▸ Given instruction
Copy the listing from its first line through the line that contains "[[0, 0, 431, 512]]", substituting "Data annotation" for every "Dataset curation" and leaving everything else unchanged.

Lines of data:
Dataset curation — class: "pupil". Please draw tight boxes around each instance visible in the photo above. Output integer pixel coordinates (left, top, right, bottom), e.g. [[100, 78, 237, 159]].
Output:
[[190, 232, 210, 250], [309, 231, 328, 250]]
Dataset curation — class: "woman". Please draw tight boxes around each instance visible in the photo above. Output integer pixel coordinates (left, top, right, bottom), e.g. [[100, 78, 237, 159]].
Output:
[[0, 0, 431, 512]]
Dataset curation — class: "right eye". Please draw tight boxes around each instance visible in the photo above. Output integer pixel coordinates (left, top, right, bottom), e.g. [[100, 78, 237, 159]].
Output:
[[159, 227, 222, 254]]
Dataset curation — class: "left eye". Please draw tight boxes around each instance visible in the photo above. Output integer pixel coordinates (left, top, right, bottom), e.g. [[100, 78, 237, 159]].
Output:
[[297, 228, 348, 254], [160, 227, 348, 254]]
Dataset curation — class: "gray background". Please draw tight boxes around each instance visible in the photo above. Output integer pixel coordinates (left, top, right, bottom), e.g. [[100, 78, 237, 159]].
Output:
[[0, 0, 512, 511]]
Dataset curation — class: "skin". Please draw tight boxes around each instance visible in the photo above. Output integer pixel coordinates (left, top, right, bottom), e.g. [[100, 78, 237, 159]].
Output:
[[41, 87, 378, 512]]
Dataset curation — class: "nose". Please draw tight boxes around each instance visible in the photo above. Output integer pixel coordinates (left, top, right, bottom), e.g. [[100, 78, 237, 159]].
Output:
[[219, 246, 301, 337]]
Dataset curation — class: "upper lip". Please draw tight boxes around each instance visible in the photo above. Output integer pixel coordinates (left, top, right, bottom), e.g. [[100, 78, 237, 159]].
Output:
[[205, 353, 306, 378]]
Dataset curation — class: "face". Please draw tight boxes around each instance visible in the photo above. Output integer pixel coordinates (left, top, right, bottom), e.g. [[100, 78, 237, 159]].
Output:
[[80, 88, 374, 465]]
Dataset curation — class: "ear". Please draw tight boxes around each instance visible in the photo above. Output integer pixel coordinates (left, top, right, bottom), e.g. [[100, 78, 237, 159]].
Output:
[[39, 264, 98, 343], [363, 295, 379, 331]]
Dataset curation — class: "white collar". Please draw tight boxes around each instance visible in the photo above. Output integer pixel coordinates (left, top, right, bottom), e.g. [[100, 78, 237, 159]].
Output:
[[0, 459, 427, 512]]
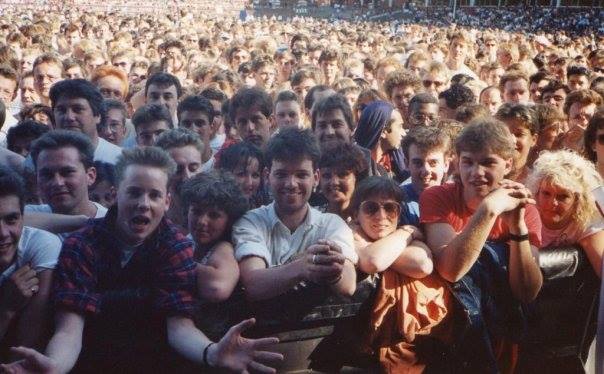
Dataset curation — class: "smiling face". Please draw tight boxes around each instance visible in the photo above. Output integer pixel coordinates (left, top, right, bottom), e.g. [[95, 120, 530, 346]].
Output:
[[356, 196, 400, 240], [116, 165, 170, 245], [406, 144, 449, 192], [187, 204, 229, 245], [319, 167, 356, 205], [0, 195, 23, 259], [36, 146, 96, 214], [535, 180, 577, 230], [458, 150, 512, 208], [233, 158, 262, 199], [52, 96, 101, 141], [268, 159, 319, 215], [504, 119, 537, 174]]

▸ Result
Data annotation — class: "pupil". Please draw tight boxes around each instance visible in the photo above. Output integer pixel coordinates (left, top, right, bottom), e.g. [[100, 78, 237, 159]].
Output:
[[190, 232, 210, 250], [309, 231, 328, 250]]
Data annotation — class: "woman". Please draw tight boxes around each instance visible in the photo above. Output integer pixel coordinates (left, top, right, bottom), e.g. [[100, 78, 237, 159]].
Output:
[[0, 0, 431, 512]]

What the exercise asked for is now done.